Listed records:
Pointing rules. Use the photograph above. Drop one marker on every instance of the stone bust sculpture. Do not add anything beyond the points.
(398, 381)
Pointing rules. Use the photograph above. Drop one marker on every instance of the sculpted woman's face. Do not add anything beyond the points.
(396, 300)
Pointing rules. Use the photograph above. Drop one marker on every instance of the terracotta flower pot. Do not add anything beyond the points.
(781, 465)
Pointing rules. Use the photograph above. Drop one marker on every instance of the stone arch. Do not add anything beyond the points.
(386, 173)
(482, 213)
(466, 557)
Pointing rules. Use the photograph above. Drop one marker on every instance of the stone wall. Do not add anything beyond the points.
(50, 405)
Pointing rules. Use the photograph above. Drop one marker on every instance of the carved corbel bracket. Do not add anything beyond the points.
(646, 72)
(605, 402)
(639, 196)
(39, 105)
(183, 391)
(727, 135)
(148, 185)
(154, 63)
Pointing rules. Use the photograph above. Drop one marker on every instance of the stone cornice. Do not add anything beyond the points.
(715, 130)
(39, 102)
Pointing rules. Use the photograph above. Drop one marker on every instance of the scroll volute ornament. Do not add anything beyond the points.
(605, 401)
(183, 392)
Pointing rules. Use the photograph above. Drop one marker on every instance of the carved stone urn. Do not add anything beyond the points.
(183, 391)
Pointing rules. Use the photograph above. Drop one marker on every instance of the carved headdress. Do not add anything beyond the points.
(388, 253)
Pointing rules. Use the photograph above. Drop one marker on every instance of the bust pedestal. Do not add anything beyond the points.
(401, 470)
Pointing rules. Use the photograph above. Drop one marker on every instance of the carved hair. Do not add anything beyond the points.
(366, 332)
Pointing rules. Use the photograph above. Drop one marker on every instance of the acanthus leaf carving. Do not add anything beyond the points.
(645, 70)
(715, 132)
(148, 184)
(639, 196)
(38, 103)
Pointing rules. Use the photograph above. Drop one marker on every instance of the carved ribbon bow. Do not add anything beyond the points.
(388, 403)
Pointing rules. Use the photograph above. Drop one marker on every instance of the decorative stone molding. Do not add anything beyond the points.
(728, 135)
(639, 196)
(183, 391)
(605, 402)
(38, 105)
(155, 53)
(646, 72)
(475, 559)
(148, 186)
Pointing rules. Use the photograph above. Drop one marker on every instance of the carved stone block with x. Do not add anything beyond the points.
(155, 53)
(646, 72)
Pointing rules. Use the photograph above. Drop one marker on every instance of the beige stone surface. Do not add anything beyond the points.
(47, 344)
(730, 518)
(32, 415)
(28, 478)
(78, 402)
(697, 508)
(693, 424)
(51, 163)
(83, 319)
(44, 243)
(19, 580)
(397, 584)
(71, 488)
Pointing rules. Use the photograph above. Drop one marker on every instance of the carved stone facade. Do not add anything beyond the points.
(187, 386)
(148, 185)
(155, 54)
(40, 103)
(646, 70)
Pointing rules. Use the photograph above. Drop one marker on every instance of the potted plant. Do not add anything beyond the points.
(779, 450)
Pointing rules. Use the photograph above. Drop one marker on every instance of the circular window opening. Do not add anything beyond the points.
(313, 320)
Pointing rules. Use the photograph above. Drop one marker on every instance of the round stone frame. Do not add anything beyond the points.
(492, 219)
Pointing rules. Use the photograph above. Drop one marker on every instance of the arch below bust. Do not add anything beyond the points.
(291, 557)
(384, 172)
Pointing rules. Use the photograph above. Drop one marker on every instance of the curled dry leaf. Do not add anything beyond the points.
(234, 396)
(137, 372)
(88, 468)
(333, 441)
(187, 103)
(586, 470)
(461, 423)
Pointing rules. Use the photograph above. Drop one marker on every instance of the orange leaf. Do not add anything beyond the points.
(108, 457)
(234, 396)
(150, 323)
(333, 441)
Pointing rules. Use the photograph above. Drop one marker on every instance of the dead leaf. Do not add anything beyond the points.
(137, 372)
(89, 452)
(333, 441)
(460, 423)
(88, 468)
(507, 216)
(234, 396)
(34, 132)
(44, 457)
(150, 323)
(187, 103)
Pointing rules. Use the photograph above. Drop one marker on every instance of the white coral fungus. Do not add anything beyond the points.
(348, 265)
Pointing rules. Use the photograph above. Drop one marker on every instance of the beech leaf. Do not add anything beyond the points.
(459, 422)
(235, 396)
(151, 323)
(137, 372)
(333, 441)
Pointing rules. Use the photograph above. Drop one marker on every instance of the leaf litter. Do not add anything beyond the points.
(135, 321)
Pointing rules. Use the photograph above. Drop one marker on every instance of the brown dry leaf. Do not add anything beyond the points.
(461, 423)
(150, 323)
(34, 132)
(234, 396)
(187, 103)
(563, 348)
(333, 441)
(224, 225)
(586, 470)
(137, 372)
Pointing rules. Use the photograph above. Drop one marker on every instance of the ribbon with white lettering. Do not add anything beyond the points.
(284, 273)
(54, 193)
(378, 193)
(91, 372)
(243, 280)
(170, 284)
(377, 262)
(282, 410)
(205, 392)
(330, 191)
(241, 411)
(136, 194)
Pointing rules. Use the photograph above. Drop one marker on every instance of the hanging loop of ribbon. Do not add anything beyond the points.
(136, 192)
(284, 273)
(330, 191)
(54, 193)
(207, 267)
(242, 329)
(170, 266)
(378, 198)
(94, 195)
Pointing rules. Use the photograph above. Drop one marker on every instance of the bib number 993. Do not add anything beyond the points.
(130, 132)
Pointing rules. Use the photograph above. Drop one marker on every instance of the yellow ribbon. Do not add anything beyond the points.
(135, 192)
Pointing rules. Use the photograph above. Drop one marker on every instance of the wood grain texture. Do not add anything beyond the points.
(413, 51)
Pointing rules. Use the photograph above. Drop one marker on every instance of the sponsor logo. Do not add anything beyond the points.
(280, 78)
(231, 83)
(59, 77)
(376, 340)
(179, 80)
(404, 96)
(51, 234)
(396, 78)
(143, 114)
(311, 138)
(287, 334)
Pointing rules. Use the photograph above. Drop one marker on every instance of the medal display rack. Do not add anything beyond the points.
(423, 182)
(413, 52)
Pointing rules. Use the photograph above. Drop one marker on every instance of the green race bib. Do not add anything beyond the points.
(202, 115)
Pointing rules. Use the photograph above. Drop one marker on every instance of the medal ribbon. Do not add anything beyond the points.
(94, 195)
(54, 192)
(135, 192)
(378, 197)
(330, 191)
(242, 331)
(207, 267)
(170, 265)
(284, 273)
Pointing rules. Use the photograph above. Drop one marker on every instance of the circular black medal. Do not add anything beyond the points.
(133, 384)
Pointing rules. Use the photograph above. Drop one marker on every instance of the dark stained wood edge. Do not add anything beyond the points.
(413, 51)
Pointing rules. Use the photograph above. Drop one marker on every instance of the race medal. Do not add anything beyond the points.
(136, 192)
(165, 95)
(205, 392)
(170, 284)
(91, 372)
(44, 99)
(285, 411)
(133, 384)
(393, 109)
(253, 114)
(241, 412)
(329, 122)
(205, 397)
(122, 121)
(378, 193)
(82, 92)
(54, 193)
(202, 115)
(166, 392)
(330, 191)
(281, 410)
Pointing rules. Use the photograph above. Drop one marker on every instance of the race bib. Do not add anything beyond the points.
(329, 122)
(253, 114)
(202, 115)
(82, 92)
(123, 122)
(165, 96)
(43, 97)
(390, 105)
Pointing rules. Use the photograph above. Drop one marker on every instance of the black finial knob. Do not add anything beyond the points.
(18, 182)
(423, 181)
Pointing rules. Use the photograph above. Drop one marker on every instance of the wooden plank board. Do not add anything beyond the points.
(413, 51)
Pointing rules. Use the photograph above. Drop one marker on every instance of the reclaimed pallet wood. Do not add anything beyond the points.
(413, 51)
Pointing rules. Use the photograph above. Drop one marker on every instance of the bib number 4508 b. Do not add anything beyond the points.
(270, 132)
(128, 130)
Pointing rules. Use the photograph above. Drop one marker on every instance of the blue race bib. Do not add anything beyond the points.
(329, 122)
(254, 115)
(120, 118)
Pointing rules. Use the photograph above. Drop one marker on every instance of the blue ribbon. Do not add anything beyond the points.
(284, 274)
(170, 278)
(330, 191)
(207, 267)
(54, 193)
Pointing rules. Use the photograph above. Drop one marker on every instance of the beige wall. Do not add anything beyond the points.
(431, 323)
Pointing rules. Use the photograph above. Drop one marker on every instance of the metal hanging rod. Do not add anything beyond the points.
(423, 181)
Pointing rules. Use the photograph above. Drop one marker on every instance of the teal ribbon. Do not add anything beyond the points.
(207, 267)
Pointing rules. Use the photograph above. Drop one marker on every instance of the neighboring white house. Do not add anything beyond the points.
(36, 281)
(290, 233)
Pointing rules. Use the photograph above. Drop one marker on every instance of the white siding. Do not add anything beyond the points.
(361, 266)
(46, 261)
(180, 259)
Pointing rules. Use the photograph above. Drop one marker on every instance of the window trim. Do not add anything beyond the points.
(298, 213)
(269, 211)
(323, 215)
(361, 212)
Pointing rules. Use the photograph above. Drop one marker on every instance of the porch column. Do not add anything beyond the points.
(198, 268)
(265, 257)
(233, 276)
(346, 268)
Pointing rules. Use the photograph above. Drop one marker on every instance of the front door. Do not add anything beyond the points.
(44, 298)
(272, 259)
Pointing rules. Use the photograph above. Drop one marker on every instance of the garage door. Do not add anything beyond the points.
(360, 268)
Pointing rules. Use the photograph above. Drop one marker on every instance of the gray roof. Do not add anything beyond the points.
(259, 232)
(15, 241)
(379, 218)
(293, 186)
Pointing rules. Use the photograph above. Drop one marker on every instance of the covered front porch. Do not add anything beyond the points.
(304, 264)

Task: From the line holding "of the front" to the last line of the records, quote each line exactly and add nothing.

Exercise answer:
Pointing rules. Use the photograph above. Drop one marker on every instance of the front door. Do not add anything beyond the points.
(44, 298)
(272, 259)
Pointing rules. Use the photograph above. Drop one marker on every instance of the garage door. Do not add anything beyond the points.
(360, 268)
Pointing rules. Use the photograph above. Drop one marker on every instance of the gray roof. Do not add anything beyond the points.
(259, 232)
(15, 241)
(379, 218)
(293, 186)
Pointing rules. Use the photograph above. Drop one marker on every instance of the covered front porch. Do not add anything beyond the points.
(304, 264)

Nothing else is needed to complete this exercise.